§ Job: Using the film review, explain in one to three sentences why the writer says it makes sense for a Korean filmmaker to make his own version of an Italian western.

BEGIN Passage to read

REVIEW: The Good, the Bad, the Weird Lousy for Viewers, Worse For Horses

Movieline Score:

What we commonly call genre films -- westerns, romantic comedies, horror and action films -- may have been born in Hollywood, but the great proof of their durability is that no one can claim ownership of them: They belong to everyone, to interpret and revitalize as they wish. That explains how a Korean filmmaker would be inspired to make his own version of an Italian western, which itself was inspired by Hollywood movies that mined America's "Westward, ho!" mythology, a case of the American experience being reflected back at us through double mirrors. But Kim Jee-Woon's The Good, the Bad, The Weird is no The Good, the Bad, and the Ugly, and it doesn't so much build upon its namesake as climb over its back on its way to somewhere else. There's no modesty in Kim's movie, not even the false kind. It's faux-Leone baloney.

We expect and want filmmakers to be audacious, either to bring us things we've never seen before or to show us old things in a new way. And Kim's boldness is entertaining, at least for short bursts. But too often he appears to be having fun at the audience's expense: He may have taken great delight and a lot of care in setting up intricate action sequences or broadly comic vignettes, but that doesn't necessarily make them good. The Good, the Bad, the Weird is far too pleased with itself; it spends more time calling attention to its cleverness than it does actually being clever.

END Passage to read
BEGIN Material

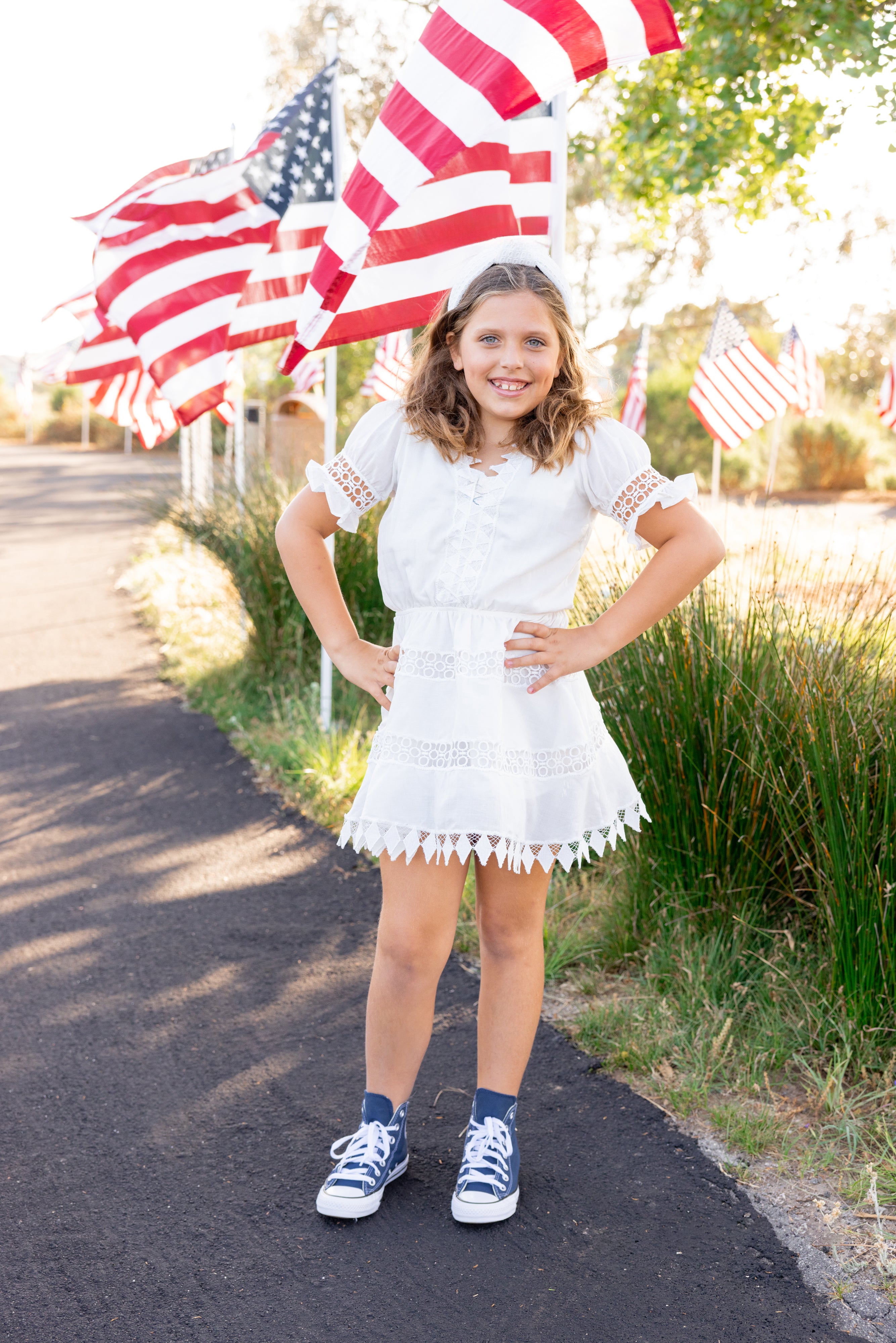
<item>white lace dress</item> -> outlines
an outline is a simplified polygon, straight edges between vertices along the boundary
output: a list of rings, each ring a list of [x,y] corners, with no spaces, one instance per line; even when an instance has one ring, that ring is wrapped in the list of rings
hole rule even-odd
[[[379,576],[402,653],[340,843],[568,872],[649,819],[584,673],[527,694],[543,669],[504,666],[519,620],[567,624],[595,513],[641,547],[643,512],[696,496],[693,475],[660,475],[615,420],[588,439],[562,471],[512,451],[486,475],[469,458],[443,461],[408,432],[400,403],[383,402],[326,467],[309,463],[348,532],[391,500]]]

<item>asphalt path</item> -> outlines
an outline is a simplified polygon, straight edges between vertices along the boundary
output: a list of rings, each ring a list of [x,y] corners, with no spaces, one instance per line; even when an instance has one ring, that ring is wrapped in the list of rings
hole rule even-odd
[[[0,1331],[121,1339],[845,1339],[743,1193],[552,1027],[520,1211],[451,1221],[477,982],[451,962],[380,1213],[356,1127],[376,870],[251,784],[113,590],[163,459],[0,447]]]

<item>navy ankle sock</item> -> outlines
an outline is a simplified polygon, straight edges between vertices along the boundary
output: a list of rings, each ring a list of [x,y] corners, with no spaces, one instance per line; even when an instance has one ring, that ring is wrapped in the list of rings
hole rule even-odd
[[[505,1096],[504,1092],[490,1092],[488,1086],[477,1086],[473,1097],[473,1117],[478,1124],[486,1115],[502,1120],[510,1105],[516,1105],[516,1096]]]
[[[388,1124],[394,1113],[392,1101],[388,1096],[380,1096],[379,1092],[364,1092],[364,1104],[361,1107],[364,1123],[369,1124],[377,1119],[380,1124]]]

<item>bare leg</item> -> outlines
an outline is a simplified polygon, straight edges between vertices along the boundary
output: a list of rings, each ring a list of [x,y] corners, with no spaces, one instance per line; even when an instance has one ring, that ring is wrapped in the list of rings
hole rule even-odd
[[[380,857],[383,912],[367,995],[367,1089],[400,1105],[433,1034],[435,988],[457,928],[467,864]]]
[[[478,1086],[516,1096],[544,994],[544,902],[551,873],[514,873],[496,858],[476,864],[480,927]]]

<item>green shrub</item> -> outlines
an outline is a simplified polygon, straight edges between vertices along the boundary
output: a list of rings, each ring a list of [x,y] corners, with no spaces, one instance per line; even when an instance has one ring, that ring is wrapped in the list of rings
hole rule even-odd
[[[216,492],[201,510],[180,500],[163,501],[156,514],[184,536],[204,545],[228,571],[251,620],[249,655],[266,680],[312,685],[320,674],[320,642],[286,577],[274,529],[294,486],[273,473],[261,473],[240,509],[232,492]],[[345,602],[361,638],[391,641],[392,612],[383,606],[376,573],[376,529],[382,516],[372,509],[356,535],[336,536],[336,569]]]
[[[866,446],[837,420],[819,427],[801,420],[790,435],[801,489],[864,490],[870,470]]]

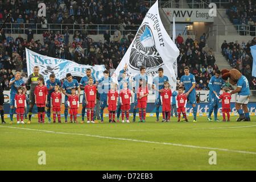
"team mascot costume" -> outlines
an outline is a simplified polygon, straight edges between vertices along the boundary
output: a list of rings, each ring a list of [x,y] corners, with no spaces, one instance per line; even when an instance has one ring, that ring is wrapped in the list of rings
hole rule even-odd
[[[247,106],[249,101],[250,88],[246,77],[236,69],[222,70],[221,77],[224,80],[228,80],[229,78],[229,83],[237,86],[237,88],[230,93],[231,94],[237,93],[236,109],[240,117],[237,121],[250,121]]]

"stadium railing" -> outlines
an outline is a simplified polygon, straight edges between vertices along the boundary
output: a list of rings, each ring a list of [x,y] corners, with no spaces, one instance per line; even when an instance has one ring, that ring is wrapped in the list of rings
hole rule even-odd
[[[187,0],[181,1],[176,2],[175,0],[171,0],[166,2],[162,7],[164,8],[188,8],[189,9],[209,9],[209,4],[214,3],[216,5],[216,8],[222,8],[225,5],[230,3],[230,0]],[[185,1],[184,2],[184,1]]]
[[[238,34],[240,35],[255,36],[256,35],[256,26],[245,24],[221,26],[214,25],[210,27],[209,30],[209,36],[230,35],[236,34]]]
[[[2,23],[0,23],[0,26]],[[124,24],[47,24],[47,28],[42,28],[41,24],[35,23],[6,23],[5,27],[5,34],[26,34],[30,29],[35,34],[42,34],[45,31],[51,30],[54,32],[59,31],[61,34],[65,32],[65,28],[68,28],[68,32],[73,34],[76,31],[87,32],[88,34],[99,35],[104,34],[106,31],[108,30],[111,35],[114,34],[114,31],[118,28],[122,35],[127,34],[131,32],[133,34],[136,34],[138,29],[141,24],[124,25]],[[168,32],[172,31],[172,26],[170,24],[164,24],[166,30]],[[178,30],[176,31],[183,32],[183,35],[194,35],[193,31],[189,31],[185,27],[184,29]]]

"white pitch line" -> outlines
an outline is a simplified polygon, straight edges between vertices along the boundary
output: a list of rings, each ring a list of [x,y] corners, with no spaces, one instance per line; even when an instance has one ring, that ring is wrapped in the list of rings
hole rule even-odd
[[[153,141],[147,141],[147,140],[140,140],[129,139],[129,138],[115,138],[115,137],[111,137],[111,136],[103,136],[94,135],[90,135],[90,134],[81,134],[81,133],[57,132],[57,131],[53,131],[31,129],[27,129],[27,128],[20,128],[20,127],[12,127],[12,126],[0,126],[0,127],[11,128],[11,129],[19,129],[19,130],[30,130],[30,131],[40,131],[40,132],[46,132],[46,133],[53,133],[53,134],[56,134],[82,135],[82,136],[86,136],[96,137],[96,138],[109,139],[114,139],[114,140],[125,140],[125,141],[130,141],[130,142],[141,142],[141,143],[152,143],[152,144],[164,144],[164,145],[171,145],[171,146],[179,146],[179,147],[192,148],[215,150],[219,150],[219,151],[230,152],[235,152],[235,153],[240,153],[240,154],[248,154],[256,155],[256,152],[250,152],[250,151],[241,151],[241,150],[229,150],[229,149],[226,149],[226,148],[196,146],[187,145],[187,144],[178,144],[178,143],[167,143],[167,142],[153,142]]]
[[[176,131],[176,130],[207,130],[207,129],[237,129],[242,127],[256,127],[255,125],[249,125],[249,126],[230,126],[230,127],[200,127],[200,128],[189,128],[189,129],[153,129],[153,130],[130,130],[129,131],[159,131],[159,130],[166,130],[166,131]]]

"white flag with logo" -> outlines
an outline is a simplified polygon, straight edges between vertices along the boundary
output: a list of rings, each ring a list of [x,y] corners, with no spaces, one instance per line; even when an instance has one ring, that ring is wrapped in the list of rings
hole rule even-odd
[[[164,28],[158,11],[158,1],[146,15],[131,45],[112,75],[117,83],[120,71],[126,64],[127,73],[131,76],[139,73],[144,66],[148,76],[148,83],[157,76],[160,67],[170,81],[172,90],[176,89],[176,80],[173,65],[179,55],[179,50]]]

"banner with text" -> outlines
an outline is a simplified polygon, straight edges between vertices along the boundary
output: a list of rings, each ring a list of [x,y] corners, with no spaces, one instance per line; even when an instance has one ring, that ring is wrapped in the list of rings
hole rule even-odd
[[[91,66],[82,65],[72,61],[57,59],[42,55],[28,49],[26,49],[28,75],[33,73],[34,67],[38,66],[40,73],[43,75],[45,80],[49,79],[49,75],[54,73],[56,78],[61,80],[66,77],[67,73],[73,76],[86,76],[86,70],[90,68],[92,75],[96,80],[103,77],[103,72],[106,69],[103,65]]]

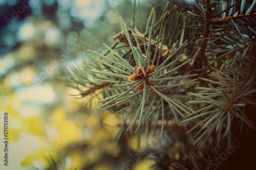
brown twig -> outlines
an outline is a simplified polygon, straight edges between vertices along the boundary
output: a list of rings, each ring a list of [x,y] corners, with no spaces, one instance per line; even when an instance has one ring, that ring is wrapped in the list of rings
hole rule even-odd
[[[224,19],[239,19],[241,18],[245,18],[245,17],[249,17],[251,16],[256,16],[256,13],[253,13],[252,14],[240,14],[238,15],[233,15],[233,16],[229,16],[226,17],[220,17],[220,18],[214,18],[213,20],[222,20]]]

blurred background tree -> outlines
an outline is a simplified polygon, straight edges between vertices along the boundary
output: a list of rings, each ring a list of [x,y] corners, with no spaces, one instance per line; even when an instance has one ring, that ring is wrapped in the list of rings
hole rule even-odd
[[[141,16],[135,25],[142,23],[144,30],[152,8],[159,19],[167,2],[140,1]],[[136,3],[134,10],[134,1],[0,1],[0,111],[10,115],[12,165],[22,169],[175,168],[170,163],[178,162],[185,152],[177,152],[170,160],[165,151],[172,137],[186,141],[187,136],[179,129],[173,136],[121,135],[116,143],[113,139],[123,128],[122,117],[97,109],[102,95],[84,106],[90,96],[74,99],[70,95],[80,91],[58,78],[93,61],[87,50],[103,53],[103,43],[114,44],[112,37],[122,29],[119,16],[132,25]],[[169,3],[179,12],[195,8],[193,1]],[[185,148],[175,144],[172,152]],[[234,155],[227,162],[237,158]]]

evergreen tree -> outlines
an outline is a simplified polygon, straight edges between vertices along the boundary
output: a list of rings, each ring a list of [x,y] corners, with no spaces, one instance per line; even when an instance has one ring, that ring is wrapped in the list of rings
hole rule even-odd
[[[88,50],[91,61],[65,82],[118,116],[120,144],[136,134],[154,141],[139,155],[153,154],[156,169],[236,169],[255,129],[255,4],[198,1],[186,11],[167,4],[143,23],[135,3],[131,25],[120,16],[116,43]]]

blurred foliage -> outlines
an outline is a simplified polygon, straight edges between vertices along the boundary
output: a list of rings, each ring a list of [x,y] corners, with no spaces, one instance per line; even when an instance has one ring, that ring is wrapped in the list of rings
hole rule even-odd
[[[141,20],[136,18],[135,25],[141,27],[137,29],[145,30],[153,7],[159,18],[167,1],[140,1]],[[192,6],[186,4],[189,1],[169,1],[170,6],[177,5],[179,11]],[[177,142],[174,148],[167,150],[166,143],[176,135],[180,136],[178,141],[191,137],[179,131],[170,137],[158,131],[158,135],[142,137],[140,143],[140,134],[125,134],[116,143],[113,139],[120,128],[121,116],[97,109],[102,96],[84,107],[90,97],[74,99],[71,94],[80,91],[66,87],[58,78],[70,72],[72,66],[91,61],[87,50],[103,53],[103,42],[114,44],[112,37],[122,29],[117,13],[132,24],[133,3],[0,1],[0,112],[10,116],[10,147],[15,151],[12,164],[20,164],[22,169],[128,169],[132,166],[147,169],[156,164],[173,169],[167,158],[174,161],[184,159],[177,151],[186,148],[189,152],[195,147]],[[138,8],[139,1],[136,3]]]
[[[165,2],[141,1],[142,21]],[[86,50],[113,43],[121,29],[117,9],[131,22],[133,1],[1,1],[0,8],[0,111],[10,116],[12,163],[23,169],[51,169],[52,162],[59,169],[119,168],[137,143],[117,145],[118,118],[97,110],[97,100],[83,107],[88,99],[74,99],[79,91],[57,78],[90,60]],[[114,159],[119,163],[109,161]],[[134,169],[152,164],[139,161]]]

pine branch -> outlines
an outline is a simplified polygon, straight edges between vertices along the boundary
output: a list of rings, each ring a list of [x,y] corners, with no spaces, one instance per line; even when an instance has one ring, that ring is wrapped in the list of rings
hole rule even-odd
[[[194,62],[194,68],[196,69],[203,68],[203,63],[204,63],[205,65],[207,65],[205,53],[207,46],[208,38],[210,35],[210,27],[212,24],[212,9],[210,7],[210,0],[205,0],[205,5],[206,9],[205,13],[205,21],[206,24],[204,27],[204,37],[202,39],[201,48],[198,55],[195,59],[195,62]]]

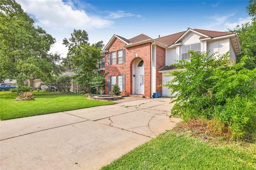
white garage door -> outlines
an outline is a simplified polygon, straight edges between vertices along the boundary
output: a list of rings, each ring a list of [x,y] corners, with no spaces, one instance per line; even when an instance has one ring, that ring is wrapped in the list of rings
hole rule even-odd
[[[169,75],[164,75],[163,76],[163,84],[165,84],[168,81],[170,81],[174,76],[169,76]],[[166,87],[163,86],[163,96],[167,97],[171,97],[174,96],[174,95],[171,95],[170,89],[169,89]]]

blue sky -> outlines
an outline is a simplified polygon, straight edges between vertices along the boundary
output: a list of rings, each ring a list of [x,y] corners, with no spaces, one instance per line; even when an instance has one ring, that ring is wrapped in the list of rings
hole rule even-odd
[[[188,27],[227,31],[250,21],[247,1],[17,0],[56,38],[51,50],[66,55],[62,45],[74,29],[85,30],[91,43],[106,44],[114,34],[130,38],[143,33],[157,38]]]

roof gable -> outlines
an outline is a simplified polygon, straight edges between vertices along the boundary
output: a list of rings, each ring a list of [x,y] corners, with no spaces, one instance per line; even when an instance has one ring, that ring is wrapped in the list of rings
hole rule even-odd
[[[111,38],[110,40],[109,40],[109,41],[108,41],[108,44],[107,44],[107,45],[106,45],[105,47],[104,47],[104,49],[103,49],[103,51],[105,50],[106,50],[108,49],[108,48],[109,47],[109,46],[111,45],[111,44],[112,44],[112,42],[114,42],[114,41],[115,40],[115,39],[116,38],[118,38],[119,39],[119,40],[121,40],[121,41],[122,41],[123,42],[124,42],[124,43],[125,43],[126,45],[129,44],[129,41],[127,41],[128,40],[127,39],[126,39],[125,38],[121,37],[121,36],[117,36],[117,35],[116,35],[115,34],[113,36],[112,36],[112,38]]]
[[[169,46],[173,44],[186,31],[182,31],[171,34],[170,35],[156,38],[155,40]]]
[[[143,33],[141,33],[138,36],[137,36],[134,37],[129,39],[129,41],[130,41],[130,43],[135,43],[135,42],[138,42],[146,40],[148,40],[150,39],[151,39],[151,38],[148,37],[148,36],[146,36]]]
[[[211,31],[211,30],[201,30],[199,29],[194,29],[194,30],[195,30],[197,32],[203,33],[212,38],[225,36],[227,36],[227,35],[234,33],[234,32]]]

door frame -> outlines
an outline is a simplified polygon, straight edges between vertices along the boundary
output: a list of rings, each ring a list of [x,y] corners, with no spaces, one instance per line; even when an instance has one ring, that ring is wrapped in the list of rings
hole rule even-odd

END Material

§ Response to the exercise: The writer says genre films like westerns can't be owned by anyone. They belong to everyone to interpret and revive as they wish. That is why a Korean filmmaker could take up an Italian western, which was itself inspired by Hollywood movies.